--- Start of Source material ---
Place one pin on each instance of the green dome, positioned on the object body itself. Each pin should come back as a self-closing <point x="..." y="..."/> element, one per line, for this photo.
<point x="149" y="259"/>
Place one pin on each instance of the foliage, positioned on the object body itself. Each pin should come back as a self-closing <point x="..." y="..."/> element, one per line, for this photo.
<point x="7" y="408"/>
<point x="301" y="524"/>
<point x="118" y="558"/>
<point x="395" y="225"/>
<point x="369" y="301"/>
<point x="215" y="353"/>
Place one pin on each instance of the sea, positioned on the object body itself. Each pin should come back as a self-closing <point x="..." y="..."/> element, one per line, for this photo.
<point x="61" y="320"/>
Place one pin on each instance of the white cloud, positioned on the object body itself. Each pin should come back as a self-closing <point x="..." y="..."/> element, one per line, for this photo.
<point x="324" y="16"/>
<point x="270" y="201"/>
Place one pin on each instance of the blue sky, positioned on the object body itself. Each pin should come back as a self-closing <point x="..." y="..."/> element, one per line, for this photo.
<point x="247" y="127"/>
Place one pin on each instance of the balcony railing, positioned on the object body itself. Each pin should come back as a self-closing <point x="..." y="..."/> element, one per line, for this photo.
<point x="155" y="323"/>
--- End of Source material ---
What to produce: Copy out all the items above, putting "marker" wherever "pin" appears and keeping everything else the same.

Exercise solution:
Place one marker on each instance of the green dome, positioned on the object body itself. Each marker should come back as a self-closing <point x="..." y="..."/> element, one per line, for this photo.
<point x="149" y="259"/>
Place one marker on each instance of the foliage, positioned on the object body itself. Each marker should come back as a self-closing <point x="..." y="..."/> element, one per line, for this photo.
<point x="7" y="408"/>
<point x="301" y="524"/>
<point x="118" y="558"/>
<point x="395" y="225"/>
<point x="369" y="301"/>
<point x="215" y="353"/>
Place one marker on each instance of the sea, positioned on the object body itself. Each marker should come back as a self-closing <point x="..." y="..."/> element, one per line, for this photo.
<point x="61" y="320"/>
Place one marker on each instance of the white cloud, positioned on the object body itself. Each marker should come back as a self-closing <point x="..." y="..."/> element, one per line, for this photo.
<point x="324" y="16"/>
<point x="270" y="201"/>
Place one marker on each instance of the blue sky, positioned on the object body itself. Each marker should come back as a self-closing <point x="..." y="..."/> element, one per line, for this photo.
<point x="247" y="127"/>
Place one marker on each instance of the balcony railing, positioned on the object body itself. Each marker should come back as a self-closing <point x="..." y="..."/> element, one per line, for this photo.
<point x="155" y="323"/>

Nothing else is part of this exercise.